» **Excerpt to read**

----------------

It's an idea that almost seems as compatible as Mickey and Minnie. Take the tens of millions of tourists who are thinking about visiting central Florida's theme parks each year and sell them on the virtues of moving their companies or businesses to the region. In the half-century that Orlando has been a tourism hub, it had not been done, until now.
The quasi-public agencies that usually promote tourism and economic development separately in Orlando on Monday announced they are joining forces to market the region together under a single brand. With a tagline of "Unbelievably Real," the branding plan will be aimed at tourists, meeting planners, conventioneers, business-relocation specialists, site selectors, business owners and company CEOs. Around $23 million will be spent on it this year.
The branding plan was announced as officials reported that 59.3 million tourists came to Orlando in 2021. That represents a 68 percent increase over 2020's pandemic-stricken numbers, but it is still less than 80 percent of 2019's prepandemic figures.
"Looking at 2021, we started seeing some really strong numbers," said Casandra Matej, president and CEO of Visit Orlando.
The branding plan highlights Orlando's economic strengths in digital-game development and military simulation, combined with its tourist attractions, outdoor activities, and its cultural, sports and food scenes. It will start Monday with television and digital ads in New York City, Chicago and Boston, as well as a mural in Brooklyn, N.Y.
The goal is to tell "the entire story of Orlando," Matej said. "While we may have different target audiences, there's a lot of connection between those audiences."
With the growth of remote working during the pandemic, the timing of the joint branding seemed right, officials said. "The same person making a corporate-relocation decision is probably the same person bringing their family to Orlando, and has probably attended a meeting here in the last couple of years," said Tim Giuliani, president and CEO of the Orlando Economic Partnership. "When people come to us about relocating to Orlando, it's not their first time in Orlando. It's a global brand."
Walt Disney World is celebrating its 50th anniversary this year, and a long-awaited Guardians of the Galaxy ride at its Epcot park is opening later this month. But it's not just rides that stand to lure more visitors.
Orlando International Airport is nearing completion on its largest expansion ever, adding 15 gates that can accommodate an additional 10 million to 12 million passengers annually. The private Brightline train service also is expanding within the next year to Orlando, offering a two-hour ride from South Florida to the Orlando airport.

----------------

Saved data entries
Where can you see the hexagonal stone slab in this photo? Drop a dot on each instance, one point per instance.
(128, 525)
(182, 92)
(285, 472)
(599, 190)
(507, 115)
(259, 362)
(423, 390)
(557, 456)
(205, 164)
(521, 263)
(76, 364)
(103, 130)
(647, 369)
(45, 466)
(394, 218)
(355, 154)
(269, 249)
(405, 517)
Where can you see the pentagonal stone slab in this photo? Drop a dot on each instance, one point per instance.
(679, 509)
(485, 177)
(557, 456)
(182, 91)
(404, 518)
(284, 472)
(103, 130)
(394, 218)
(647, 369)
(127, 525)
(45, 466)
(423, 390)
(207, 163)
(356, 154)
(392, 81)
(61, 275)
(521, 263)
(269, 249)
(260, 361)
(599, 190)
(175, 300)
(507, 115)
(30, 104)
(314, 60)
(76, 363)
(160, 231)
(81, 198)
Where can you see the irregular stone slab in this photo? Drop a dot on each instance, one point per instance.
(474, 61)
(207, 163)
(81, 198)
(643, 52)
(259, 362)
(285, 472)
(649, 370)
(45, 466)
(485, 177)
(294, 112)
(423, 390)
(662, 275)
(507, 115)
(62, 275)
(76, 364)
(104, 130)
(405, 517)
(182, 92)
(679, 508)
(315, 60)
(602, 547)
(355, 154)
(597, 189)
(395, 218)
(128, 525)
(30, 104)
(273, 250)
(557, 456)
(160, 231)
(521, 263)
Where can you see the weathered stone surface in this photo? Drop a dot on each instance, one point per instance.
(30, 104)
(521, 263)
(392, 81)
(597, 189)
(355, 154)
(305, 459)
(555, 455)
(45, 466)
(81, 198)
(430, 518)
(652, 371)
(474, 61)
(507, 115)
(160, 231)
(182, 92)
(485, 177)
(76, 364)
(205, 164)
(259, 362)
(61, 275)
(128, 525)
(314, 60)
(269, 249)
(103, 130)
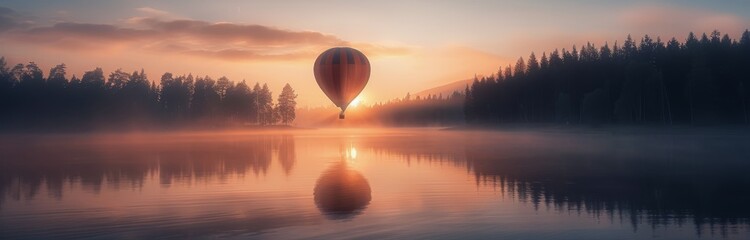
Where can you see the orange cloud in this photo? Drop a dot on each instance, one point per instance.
(224, 41)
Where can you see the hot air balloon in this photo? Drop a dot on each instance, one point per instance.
(342, 73)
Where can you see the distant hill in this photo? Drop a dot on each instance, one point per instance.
(446, 89)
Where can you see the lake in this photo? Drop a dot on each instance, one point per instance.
(376, 184)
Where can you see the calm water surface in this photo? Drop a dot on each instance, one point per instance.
(376, 184)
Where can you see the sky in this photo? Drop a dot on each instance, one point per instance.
(412, 45)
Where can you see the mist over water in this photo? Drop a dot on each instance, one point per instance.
(376, 183)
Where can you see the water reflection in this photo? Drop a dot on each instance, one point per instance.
(341, 192)
(252, 184)
(657, 180)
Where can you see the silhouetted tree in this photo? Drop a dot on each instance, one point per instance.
(287, 104)
(701, 81)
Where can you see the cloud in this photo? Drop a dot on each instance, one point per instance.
(10, 19)
(225, 41)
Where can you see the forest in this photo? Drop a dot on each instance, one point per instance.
(431, 110)
(701, 81)
(122, 100)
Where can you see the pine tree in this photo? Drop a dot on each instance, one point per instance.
(286, 105)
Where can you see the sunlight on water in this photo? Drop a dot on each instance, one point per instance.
(365, 183)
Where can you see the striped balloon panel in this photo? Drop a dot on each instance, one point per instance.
(342, 73)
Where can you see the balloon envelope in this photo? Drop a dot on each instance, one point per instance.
(342, 73)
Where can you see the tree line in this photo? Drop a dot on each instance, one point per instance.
(703, 80)
(121, 99)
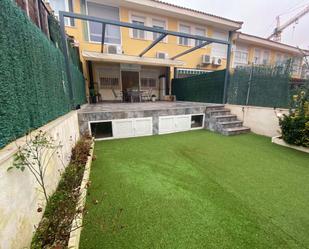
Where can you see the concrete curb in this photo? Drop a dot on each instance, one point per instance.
(78, 221)
(279, 141)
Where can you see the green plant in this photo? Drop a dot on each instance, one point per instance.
(56, 225)
(295, 126)
(35, 156)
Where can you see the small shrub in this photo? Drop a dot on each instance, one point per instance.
(295, 126)
(295, 130)
(55, 227)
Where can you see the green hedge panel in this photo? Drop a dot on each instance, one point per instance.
(33, 81)
(269, 86)
(206, 87)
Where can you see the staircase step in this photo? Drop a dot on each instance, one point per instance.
(226, 118)
(235, 130)
(231, 124)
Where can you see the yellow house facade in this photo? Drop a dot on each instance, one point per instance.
(116, 67)
(249, 49)
(119, 66)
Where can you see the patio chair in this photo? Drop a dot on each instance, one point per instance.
(146, 96)
(117, 96)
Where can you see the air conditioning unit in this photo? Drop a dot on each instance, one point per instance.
(113, 49)
(217, 61)
(161, 55)
(206, 59)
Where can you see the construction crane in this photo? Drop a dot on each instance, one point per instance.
(276, 35)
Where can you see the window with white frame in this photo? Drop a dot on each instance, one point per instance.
(159, 24)
(187, 30)
(261, 57)
(266, 57)
(148, 82)
(296, 66)
(137, 33)
(149, 79)
(241, 55)
(63, 5)
(109, 78)
(108, 82)
(279, 59)
(257, 56)
(200, 32)
(217, 49)
(112, 33)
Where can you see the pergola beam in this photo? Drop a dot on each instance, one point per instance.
(103, 37)
(191, 50)
(155, 42)
(140, 27)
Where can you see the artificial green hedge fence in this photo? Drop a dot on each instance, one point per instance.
(206, 87)
(33, 81)
(269, 86)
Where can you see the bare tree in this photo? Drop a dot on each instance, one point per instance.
(35, 156)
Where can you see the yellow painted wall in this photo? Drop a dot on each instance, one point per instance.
(273, 54)
(132, 46)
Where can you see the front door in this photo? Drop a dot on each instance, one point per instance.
(130, 80)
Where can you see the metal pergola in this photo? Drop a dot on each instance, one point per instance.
(163, 33)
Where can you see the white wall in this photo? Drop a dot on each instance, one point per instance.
(261, 120)
(20, 195)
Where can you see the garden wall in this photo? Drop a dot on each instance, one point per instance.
(19, 193)
(261, 120)
(34, 87)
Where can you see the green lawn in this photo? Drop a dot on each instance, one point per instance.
(197, 190)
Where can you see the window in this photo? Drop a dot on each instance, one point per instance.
(63, 5)
(257, 56)
(200, 32)
(279, 59)
(217, 49)
(137, 33)
(184, 29)
(148, 83)
(112, 33)
(296, 66)
(266, 57)
(109, 82)
(159, 25)
(261, 57)
(241, 57)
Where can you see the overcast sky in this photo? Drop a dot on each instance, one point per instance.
(258, 16)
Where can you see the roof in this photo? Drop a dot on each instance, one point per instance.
(197, 11)
(130, 59)
(182, 13)
(269, 43)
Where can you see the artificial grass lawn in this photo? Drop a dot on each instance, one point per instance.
(197, 190)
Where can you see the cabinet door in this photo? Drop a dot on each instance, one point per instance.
(166, 124)
(143, 126)
(123, 128)
(183, 123)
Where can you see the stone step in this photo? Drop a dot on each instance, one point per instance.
(218, 112)
(235, 131)
(226, 118)
(230, 124)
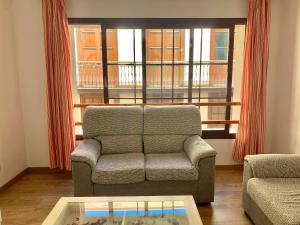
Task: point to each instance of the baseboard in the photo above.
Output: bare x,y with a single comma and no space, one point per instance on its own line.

----------------

» **Problem description**
Extract the passage of the Orlando branding article starting at "The branding plan was" and ending at "of Visit Orlando.". Rely only on the Orlando branding article for these.

» **Solution to the problem**
The branding plan was announced as officials reported that 59.3 million tourists came to Orlando in 2021. That represents a 68 percent increase over 2020's pandemic-stricken numbers, but it is still less than 80 percent of 2019's prepandemic figures.
"Looking at 2021, we started seeing some really strong numbers," said Casandra Matej, president and CEO of Visit Orlando.